> [Selection]:
++++++++++

# Breeding award



## 85RBPBRO (Apr 5, 2005)

How do I get a breeding award? Do I just need proof my p's are breeding?


----------



## Piraya33 (May 26, 2005)

I think you have to successfully breed them and then prove that you kept the fry alive for a minimum of 6 months. Someone correct me if I am wrong. Mine breed to, but I didn't have the time and only kept my fry for like 4 months.


----------



## oscared15 (Feb 3, 2006)

off topic but 85RBPBRO where in se pa are you, i'm in newtown square


----------



## 85RBPBRO (Apr 5, 2005)

Downingtown/exton area. Your lucky you have a shorter ride to worldwide aquariums



Piraya33 said:


> I think you have to successfully breed them and then prove that you kept the fry alive for a minimum of 6 months. Someone correct me if I am wrong. Mine breed to, but I didn't have the time and only kept my fry for like 4 months.

++++++++++

> [Material supplied]:
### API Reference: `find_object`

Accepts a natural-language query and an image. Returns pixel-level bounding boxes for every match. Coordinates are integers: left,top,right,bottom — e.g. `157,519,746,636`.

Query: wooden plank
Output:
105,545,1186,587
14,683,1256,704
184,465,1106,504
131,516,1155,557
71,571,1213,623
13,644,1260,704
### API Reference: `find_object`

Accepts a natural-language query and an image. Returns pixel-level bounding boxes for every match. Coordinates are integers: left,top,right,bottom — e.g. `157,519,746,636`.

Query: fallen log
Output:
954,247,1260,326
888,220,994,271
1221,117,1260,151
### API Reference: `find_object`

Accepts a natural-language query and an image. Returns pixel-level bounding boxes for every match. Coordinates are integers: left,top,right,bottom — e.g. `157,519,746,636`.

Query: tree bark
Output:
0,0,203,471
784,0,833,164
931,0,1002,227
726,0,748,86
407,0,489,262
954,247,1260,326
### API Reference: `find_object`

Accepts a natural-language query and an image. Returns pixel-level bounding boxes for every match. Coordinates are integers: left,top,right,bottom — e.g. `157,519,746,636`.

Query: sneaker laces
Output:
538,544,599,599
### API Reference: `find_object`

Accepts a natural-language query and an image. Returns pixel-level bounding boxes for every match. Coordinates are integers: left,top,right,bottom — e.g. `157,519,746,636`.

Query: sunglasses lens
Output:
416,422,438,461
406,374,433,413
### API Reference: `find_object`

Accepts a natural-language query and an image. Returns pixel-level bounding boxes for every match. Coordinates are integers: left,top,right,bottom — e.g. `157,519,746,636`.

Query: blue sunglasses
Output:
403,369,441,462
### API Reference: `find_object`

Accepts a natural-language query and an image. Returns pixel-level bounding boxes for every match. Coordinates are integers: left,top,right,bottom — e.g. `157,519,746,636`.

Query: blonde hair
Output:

++++++++++

> [Short task 1]: In the breeding award thread, what area does 85RBPBRO say they live in?
> [Short task 2]: Continue the breeding award thread from the point where it stops.

> [Task answer 1]: The Downingtown/Exton area.

> [Task answer 2]:
Thanks, I quess i can raise a few in my empty 30. It would be cool to watch them grow for awhile.


----------



## furious piranha (Mar 22, 2005)

^^ i live 5 minutes from worldwide aquariuums


----------



## HOLLYWOOD (Feb 6, 2003)

Piranha Breeding Award its under Piranha breeding Reward (typo)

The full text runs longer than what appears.